◆ **WORK TO DO**
[1] In the CGI Group forum thread, what price does Canadian estimate will become the new short-term resistance or support?
[2] Write the next part of the CGI Group forum thread, picking up after its final post.

::: TEXT PASSAGE

# CGI Group (TSE:GIB.A)



## james4beach (Nov 15, 2012)

This thing has a beautiful multi-year chart. Currently it's fallen down to the 200 day moving average, and sometimes stocks will retrace to their 200 day averages before continuing their advances.

Anyone thinking of buying some here around $34.37 ?

I don't own any


----------



## james4beach (Nov 15, 2012)

Here's a link to its chart


----------



## Canadian (Sep 19, 2013)

Downward momentum has slowed but I think we need a bit more time to better determine if it should bounce or not.

In the attached picture you will see the green lines I drew:









Over the long term [multi-year, not shown in this picture], the stock has been in a solid uptrend. There are mixed messages over the past 6 months, though. The stock was experiencing higher highs and higher lows until about December 23rd. The trend broke around this time where I note an established lower high and lower low. This could be a short term blip but I think the deciding factor will be whether the stock climbs above about $36 dollars. I estimate $36 will be the new short term resistance or support, depending on if the breakout occurs soon.

To your buying comment, james, I think the stock could dip slightly below $34 before the short-term breakout mentioned above.


----------



## james4beach (Nov 15, 2012)

I agree on waiting a bit to see how the technicals develop. I'm thinking around 75% odds it continues its uptrend based on the current view, also that there's no particularly high volume selling currently. Your thoughts on likelihood the uptrend continues?


----------



## GoldStone (Mar 6, 2011)

I assume you saw this:

U.S. to part with contractor CGI for Obamacare website
http://www.reuters.com/article/2014/01/10/us-usa-healthcare-cgi-idUSBREA090Y520140110

If I were to invest, I'd want to understand how material the loss of Obamacare contract is. The impact on earnings, etc. This seems more important than chart technicals.


----------



## james4beach (Nov 15, 2012)

Sure, it's worth looking into how much of earnings come from that program.


----------



## doctrine (Sep 30, 2011)

It's a $90M/year contract. Give them a 25% net profit after everything incl taxes, and its worth $22.5M of net earnings; at their current multiple of 24 thats $540M of market cap or 5% of the company's total. Given that the stock is down 2.5% today and 18% from its 52 week high, arguably the price is now built in. There could be further fallout if they're not able to land other contracts, though. Probably that is the reason for an 18-20% drop vice just the 5%. For me, the P/E is way too high for an entry point either way.

::::::
::: DATA ENTRIES

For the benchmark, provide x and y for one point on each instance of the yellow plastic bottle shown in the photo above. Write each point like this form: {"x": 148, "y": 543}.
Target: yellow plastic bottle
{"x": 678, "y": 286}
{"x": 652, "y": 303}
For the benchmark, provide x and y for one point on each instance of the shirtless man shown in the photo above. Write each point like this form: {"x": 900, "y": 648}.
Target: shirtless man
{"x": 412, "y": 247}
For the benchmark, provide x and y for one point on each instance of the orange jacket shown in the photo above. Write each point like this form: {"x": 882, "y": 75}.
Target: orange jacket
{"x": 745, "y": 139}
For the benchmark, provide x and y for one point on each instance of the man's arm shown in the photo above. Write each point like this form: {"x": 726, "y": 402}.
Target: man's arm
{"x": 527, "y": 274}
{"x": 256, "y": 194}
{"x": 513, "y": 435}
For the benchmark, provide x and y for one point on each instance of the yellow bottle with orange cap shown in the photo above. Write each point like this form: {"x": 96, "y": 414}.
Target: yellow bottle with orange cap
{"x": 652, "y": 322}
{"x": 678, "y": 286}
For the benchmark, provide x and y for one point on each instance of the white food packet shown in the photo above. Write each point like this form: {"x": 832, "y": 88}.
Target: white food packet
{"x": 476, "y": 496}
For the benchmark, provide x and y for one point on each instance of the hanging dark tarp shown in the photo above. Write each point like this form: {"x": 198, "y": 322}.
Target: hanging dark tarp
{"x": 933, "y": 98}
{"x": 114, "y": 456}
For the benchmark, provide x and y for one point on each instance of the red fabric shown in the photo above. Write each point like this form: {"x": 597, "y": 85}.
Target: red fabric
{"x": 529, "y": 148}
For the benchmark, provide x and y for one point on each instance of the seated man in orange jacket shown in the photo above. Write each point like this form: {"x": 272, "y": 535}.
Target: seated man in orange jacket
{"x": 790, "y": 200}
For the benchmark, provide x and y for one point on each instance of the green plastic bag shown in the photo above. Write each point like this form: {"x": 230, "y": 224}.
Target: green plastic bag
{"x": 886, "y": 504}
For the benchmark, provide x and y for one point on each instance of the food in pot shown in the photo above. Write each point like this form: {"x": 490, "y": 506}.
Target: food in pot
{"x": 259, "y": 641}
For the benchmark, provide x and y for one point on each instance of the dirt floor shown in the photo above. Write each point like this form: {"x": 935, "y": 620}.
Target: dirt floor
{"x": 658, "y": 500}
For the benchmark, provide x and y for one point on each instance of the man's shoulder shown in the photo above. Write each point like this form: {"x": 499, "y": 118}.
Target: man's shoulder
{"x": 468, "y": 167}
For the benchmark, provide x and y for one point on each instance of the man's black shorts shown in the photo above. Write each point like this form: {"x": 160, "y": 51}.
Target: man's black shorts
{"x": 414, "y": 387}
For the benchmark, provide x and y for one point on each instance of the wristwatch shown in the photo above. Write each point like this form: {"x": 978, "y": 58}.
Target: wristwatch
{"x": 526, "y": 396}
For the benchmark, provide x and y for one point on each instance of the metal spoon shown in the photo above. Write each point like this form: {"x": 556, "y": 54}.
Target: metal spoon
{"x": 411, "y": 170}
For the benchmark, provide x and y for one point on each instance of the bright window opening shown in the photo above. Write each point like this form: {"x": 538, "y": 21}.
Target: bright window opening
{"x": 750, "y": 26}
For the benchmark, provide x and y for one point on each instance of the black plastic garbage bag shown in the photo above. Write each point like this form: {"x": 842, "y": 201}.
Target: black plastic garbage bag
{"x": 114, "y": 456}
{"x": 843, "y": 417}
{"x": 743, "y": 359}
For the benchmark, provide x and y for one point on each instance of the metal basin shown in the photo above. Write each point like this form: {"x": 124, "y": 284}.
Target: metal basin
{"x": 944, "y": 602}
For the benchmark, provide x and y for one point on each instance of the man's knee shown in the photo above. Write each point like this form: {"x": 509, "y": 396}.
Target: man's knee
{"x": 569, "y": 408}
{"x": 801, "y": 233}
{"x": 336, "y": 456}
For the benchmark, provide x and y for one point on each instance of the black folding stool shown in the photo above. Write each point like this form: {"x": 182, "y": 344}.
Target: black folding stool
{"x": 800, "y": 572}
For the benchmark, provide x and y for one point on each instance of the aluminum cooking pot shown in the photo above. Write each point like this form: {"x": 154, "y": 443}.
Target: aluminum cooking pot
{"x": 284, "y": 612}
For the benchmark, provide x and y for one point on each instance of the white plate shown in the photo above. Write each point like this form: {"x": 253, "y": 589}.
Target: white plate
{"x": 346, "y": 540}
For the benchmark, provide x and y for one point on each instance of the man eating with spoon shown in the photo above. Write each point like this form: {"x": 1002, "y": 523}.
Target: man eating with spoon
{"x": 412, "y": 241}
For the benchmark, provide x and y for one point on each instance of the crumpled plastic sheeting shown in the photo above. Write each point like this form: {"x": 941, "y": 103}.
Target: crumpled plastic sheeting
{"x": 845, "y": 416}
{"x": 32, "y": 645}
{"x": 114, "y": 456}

::::::
::: DATA ENTRIES

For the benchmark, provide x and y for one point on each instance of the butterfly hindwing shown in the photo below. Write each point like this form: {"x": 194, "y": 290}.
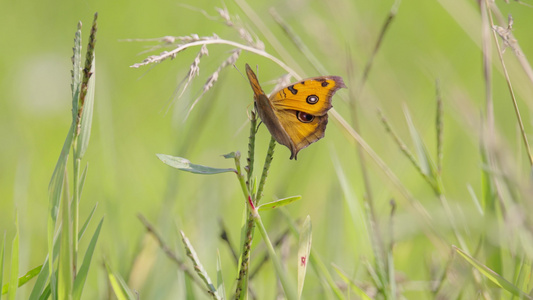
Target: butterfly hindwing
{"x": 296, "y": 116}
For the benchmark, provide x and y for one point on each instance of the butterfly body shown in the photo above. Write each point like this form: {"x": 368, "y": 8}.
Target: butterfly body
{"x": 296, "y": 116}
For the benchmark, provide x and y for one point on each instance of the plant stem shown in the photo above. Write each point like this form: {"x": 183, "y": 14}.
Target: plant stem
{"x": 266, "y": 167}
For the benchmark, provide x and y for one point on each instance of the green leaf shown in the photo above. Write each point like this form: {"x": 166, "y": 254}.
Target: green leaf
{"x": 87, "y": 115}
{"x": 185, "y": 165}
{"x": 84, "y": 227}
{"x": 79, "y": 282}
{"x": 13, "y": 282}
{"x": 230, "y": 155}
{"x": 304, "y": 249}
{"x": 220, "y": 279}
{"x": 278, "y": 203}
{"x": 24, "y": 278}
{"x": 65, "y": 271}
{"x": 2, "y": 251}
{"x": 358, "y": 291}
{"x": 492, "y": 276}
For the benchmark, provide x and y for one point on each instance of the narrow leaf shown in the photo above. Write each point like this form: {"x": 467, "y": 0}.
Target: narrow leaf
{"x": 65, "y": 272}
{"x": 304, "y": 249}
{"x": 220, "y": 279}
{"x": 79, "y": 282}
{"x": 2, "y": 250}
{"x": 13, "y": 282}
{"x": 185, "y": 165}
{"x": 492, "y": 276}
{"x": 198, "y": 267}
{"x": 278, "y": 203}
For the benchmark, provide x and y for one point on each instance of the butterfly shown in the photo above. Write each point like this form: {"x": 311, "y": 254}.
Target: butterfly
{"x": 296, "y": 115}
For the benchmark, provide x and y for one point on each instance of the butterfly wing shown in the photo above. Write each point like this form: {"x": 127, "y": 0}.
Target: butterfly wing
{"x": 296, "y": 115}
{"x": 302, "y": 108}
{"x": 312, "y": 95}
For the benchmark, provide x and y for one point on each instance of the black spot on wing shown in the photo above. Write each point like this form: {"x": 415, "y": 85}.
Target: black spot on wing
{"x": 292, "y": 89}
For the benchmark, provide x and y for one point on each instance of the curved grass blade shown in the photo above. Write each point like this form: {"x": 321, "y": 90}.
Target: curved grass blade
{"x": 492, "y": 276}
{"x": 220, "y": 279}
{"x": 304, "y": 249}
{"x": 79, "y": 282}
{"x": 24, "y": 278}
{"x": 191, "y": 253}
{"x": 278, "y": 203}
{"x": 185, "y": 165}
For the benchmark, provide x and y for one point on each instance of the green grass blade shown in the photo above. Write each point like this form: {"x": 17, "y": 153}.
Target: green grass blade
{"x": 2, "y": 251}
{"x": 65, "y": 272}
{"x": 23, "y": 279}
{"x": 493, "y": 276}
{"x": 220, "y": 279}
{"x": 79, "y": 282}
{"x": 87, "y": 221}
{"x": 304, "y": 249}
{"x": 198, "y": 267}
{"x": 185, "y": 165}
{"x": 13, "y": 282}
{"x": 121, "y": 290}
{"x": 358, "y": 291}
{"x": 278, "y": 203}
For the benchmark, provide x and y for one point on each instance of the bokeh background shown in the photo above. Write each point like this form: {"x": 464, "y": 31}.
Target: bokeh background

::::::

◆ **RESULTS BY TASK**
[1] About $36.

[2]
----------



## james4beach (Nov 15, 2012)

I never try to trade around news releases; a huge number of people (and computers) have seen and analyzed the news before you even see the headline


----------



## Canadian (Sep 19, 2013)

GoldStone said:


> This seems more important than chart technicals.


I agree that fundamental changes are more important and can easily break technical trends. I don't follow this stock so my comments are purely based on the chart.



james4beach said:


> Your thoughts on likelihood the uptrend continues?


Over the long term, I'd say there's a pretty good likelihood of the uptrend continuing. Over the short or medium term, I'm speculating that it can go either way, but I think there will be some downward pressure before any breakout. I looked at the chart you posted and noticed the positive and negative volatility timeframes are decreasing. The cyclical uptrend is pretty consistent and smooth up until July. Since, the highs and lows have traded in a smaller range and over shorter time cycles. To me, that indicates that the technical trend is losing its fizz [maybe because of the news, or other fundamental indicators I haven't looked into]. Volume since September has also been abnormally high - this could distort its consistent technicals. After spending more time looking at the chart I am going to change my prediction of the new price floor/ceiling from $36 to $34. I'll need time before I can add more to this prediction or see if my current one is on track. The impact of the contract can and probably will play a big part in the deciding factor.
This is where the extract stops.